What the task asks: In the entries below, go to the line containing "If you could locate the wooden privacy" and repeat it along with every later line, exactly.

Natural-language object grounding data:
____
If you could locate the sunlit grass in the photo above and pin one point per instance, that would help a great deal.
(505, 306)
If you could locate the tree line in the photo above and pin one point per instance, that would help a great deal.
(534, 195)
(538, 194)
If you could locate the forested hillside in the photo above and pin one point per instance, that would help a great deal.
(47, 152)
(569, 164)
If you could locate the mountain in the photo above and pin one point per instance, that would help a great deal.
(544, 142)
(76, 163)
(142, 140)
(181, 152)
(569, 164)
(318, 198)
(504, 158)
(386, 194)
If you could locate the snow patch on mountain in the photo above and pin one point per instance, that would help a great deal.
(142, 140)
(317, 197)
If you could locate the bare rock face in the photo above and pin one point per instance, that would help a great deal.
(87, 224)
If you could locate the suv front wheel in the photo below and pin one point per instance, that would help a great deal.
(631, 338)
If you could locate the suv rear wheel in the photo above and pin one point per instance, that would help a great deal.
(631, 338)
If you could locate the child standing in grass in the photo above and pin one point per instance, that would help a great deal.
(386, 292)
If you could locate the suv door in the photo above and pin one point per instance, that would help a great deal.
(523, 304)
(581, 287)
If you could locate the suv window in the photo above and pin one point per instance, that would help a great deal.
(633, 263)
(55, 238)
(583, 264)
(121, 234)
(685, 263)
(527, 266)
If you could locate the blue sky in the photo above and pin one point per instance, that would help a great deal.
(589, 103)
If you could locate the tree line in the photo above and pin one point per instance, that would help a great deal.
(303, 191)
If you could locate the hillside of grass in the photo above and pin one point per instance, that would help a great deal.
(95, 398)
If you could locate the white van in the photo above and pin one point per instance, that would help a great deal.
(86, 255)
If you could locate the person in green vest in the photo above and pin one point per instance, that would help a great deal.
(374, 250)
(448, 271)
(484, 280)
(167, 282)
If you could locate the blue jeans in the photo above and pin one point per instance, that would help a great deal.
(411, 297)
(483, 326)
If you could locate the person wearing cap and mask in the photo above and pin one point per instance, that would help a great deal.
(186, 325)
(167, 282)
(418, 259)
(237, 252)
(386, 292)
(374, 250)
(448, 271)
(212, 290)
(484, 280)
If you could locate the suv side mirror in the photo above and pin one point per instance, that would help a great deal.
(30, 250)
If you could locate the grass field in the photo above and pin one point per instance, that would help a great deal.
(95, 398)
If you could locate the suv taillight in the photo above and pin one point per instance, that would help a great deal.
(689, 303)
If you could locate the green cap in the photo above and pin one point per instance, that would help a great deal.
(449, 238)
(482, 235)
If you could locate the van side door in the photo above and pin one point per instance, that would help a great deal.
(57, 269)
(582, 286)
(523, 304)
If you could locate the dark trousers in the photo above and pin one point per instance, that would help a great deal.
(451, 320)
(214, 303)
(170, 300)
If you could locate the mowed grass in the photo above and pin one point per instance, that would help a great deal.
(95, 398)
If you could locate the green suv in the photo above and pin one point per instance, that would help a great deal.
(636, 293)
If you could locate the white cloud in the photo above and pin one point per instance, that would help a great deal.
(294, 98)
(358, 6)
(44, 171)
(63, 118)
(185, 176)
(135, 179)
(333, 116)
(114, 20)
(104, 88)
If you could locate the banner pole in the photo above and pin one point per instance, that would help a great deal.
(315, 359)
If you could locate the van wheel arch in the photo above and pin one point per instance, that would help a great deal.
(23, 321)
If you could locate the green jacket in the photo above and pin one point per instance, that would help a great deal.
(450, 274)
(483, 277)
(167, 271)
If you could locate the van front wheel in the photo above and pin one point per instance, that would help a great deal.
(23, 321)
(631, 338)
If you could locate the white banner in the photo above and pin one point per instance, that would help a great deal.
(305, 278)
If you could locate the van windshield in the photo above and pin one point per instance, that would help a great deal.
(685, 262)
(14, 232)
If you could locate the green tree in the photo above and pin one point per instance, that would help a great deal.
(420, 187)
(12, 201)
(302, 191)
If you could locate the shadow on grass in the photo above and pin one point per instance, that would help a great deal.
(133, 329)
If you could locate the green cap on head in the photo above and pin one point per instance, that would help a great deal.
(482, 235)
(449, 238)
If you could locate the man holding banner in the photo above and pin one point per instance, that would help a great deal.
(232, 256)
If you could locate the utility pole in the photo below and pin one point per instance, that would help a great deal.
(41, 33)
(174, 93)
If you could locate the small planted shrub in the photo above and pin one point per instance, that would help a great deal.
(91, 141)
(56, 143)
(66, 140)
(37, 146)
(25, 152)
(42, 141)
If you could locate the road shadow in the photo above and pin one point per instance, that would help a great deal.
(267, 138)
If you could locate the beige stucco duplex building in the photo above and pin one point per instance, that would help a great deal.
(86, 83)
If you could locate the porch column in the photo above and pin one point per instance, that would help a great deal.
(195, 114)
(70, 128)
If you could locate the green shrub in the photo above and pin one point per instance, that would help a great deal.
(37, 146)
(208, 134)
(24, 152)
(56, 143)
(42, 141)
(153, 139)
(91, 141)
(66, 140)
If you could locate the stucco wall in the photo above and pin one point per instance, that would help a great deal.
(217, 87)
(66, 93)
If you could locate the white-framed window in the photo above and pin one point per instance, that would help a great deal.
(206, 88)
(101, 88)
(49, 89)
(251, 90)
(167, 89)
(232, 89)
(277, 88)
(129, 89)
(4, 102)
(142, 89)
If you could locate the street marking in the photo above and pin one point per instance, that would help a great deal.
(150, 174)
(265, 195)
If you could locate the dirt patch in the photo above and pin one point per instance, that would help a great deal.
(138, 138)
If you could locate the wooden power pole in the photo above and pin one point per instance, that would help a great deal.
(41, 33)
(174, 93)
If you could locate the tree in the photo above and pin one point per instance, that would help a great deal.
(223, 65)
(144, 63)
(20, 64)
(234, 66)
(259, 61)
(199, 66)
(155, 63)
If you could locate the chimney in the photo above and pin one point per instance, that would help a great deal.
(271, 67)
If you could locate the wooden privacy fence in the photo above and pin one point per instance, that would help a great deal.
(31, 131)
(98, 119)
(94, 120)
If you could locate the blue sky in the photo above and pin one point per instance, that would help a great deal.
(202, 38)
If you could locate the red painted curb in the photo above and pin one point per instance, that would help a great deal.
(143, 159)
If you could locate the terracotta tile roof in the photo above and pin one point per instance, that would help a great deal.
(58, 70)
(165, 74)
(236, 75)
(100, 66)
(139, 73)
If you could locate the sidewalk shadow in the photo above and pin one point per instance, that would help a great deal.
____
Response:
If you could locate the wooden privacy fence in the photo above and pin one point per instance, that would help a great deal.
(31, 131)
(98, 119)
(94, 120)
If you could locate the blue sky in the photo above and pin one point per instance, that would help a great deal.
(202, 38)
If you could locate the red painted curb in the photo above and pin one point per instance, that would help a great deal.
(143, 159)
If you could locate the terracotta tile roof in the photo above and pin one point per instance, that would help a great deal.
(58, 70)
(165, 74)
(236, 75)
(100, 66)
(139, 73)
If you could locate the sidewalk shadow in the photo above and pin one point per instance, that would help a great deal.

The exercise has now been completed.